● PAGE TEXT:
Episode 8: 5G – With Great Power, Comes Great Responsibility
5G connectivity promises to break traditional paradigms of data delivery by providing network connectivity virtually everywhere. To accommodate this new paradigm in diverse data delivery, the building out of 5G infrastructures is underway. It is expected that in two years’ time 5G will reach 25 billion connected devices globally and this number will triple to 75 Billion by 2025. For enterprises and subscribers, it will enable exciting new low latency, high performance and reliable connectivity that will create new business opportunities. For mobile network operators it will unlock significant new revenue-generating opportunities. 5G is poised to change how digital technology-based solutions are delivered and consumed across different industry verticals by connecting people and devices using high quality services whenever wherever. Our economy, and our national security had so many participants, each reliant on the other and none of which have the final responsibility for enterprise /subscriber data security. Some believe that consumers should be given the tools which can make informed decisions. The concept of shared responsibility model between cloud service providers and enterprises will be extended to these Telco edge and cloud edge sites.
In this episode Neira is joined by Prashant Deo, Senior Information Security Consultant at Tata Consultancy Services and Chen Arbel, Vice President Business Development, 5G & Cloud Security and Thales.
Neira advises organisations of all sizes on payments, fintech, regtech, cybercrime, information security, regulations (e.g. PSD2, GDPR, AML) & digital innovation. With more than 20 years in financial services & technology, she believes in change through innovation & partnerships and always strives to demystify the hype surrounding current issues. She enjoys her work as a strategic board advisor and non-executive director. She also provides coaching, training/e-learning, speaking, payment security expert witness services, and helps with M&As cybersecurity due diligence. She likes engaging on social media & regularly addresses global audiences in person or virtually.

● INFORMATION:
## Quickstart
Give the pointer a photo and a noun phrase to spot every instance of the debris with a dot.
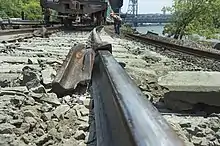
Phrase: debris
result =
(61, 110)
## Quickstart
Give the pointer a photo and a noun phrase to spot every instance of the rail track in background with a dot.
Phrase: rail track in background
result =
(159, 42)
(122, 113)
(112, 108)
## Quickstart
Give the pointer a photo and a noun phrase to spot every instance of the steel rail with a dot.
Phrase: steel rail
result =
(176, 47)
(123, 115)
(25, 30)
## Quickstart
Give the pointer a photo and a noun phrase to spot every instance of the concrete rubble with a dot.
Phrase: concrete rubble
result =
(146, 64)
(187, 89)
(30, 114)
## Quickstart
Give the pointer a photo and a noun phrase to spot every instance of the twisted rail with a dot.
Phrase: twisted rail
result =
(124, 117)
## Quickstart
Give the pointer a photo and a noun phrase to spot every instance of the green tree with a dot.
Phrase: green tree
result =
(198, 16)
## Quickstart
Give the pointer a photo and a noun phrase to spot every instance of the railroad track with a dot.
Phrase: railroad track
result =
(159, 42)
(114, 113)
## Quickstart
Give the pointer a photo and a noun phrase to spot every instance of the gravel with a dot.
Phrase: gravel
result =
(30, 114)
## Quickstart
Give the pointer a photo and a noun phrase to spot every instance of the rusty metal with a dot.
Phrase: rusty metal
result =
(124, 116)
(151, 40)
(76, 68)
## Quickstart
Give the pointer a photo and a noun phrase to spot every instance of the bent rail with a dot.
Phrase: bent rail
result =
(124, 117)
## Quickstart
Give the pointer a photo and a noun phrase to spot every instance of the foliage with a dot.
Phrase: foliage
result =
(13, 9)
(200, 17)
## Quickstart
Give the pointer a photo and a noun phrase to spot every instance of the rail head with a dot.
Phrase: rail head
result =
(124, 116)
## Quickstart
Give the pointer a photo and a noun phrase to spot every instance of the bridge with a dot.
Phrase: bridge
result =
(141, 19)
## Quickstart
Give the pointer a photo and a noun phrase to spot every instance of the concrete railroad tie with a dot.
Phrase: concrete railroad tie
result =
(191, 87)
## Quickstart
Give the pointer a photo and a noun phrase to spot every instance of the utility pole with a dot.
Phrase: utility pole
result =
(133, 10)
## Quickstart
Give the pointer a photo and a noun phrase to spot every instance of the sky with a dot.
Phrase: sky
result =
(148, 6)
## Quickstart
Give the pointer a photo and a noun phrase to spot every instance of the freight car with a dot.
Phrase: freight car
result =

● WHAT THIS TASK INVOLVES:
Copy out the full 5G podcast episode description word for word.

● ANSWER SPACE:
Episode 8: 5G – With Great Power, Comes Great Responsibility
5G connectivity promises to break traditional paradigms of data delivery by providing network connectivity virtually everywhere. To accommodate this new paradigm in diverse data delivery, the building out of 5G infrastructures is underway. It is expected that in two years’ time 5G will reach 25 billion connected devices globally and this number will triple to 75 Billion by 2025. For enterprises and subscribers, it will enable exciting new low latency, high performance and reliable connectivity that will create new business opportunities. For mobile network operators it will unlock significant new revenue-generating opportunities. 5G is poised to change how digital technology-based solutions are delivered and consumed across different industry verticals by connecting people and devices using high quality services whenever wherever. Our economy, and our national security had so many participants, each reliant on the other and none of which have the final responsibility for enterprise /subscriber data security. Some believe that consumers should be given the tools which can make informed decisions. The concept of shared responsibility model between cloud service providers and enterprises will be extended to these Telco edge and cloud edge sites.
In this episode Neira is joined by Prashant Deo, Senior Information Security Consultant at Tata Consultancy Services and Chen Arbel, Vice President Business Development, 5G & Cloud Security and Thales.
Neira advises organisations of all sizes on payments, fintech, regtech, cybercrime, information security, regulations (e.g. PSD2, GDPR, AML) & digital innovation. With more than 20 years in financial services & technology, she believes in change through innovation & partnerships and always strives to demystify the hype surrounding current issues. She enjoys her work as a strategic board advisor and non-executive director. She also provides coaching, training/e-learning, speaking, payment security expert witness services, and helps with M&As cybersecurity due diligence. She likes engaging on social media & regularly addresses global audiences in person or virtually.